Passage to read:

Stop with the CMPK, etc. You need to get her rumen going, give her large doses of probiotic paste, give b complex shots, do the banamine again. Give her neomycin for the diarrhea, and give some kaopectate. 
Check her ketone levels asap, it mimics milk fever.


----------



## KJFarm (Oct 26, 2007)

A cud transfer would be very beneficial.


----------



## pjt367 (Apr 3, 2010)

Penny died today. I have decided to sell my small herd and maybe someday find someone else to help. Thanks so much for all of your support. This has been a great place to learn. 

Paula


----------



## Ashley (Oct 25, 2007)

I'm so sorry :'( 
It's usually best not to make important decisions when you're upset. We all lose animals sometimes and I know it really hurts.


----------



## KJFarm (Oct 26, 2007)

So sorry for your loss........don't quit, death is the hard part of raising livestock. It is a learning experience, for new breeders and old ones, so don't throw in the towel just yet.


----------



## cvalley (Apr 15, 2009)

So sorry for your loss. Hang in there as death of a goat is the most difficult -- move forward and think positive. This is a part of having a farm and the hardest. Ponder your decision to let go of the herd a bit more.


----------



## janner (Nov 3, 2012)

Prompt 1: Do these statements agree with the goat thread? Answer yes or no for each, and quote the text's deciding words exactly. (a) One reply recommends a cud transfer. (b) Paula says she will keep her herd. (c) The first post advises continuing the CMPK.
Prompt 2: Could you update the goat thread, starting at "So sorry for your loss........don't" and ending at "a bit more.", giving that part again with "goat" replaced by "doe"?
Prompt 3: Could you take the goat thread further, continuing from where it stops?
The material has no connection to the goat thread.

Extracted information:
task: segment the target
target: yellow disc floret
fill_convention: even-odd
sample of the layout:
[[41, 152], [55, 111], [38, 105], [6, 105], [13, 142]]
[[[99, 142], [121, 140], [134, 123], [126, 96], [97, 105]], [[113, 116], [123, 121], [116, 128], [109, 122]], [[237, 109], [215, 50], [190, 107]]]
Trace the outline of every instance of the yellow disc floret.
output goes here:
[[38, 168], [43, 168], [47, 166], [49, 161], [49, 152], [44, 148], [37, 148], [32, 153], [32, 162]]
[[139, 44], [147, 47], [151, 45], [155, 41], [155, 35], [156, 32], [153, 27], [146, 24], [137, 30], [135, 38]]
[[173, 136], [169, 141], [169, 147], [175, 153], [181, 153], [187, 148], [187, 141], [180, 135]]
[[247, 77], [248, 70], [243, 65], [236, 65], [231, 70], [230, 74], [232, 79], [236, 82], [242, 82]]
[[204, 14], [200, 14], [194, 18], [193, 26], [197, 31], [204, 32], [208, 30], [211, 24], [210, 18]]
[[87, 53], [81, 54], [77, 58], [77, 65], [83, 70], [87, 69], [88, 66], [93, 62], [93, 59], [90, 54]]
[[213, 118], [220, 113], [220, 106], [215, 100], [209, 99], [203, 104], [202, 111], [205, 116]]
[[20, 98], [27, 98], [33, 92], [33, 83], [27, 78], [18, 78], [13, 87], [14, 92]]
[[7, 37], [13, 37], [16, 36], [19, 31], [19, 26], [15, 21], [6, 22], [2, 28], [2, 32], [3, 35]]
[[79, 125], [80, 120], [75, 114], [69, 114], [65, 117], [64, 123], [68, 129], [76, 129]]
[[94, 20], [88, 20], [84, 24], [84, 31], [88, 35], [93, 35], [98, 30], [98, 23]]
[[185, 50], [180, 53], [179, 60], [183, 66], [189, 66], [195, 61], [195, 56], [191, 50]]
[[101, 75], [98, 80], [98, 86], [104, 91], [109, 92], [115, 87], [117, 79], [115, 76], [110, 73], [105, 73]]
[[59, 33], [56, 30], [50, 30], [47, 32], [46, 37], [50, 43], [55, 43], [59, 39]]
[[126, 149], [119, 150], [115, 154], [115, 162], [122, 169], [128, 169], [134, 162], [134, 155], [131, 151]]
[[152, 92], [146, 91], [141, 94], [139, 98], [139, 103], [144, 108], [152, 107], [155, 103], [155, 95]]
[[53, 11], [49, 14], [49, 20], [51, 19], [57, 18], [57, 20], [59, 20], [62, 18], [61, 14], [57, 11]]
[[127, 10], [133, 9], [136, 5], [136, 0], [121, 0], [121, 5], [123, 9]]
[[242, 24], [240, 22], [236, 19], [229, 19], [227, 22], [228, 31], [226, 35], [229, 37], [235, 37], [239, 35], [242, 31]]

Answer area 1:
(a) Yes: "A cud transfer would be very beneficial."
(b) No: "I have decided to sell my small herd"
(c) No: "Stop with the CMPK, etc."

Answer area 2:
So sorry for your loss........don't quit, death is the hard part of raising livestock. It is a learning experience, for new breeders and old ones, so don't throw in the towel just yet.


----------



## cvalley (Apr 15, 2009)

So sorry for your loss. Hang in there as death of a doe is the most difficult -- move forward and think positive. This is a part of having a farm and the hardest. Ponder your decision to let go of the herd a bit more.

Answer area 3:
I know what you are going through is hard. I went through a cougar killing 2 of my first 4 goats and biting the third within 3 months of buying them. I was told at the time by my mentor "Janice, if you are going to have livestock, you are going to have dead stock". Everytime something awful happens to my goats, I look at it, after bawling my eyes out, like a learning experience. For instance, now I have LGDs. We try as hard as we can and we are not infallible, but people, like obviously you, who really care are treasured by our goats and goat community. You have gone through a lot by making the environment to keep goats and you are in an emotional state. Maybe this goat that died was one that no-one could save. Please, wait at least a couple weeks before giving up,
janice


----------



## salemfarms (May 4, 2013)

We lost three of our foundation does and the kids in utero with 2 of them in a 2 month period a couple of years ago. I thought I would lose my mind. Talking to my mentors, looking into the wonderful eyes of my other goats and praying a lot is what kept me going. You must remember you did all you could for your girl sometimes it just isn't in your power to fix it. The joy we get from these lovely girls and boys almost always outweighs the sorrow.


----------



## pjt367 (Apr 3, 2010)

Thank you everyone for your kind words and comfort. I appreciate your support.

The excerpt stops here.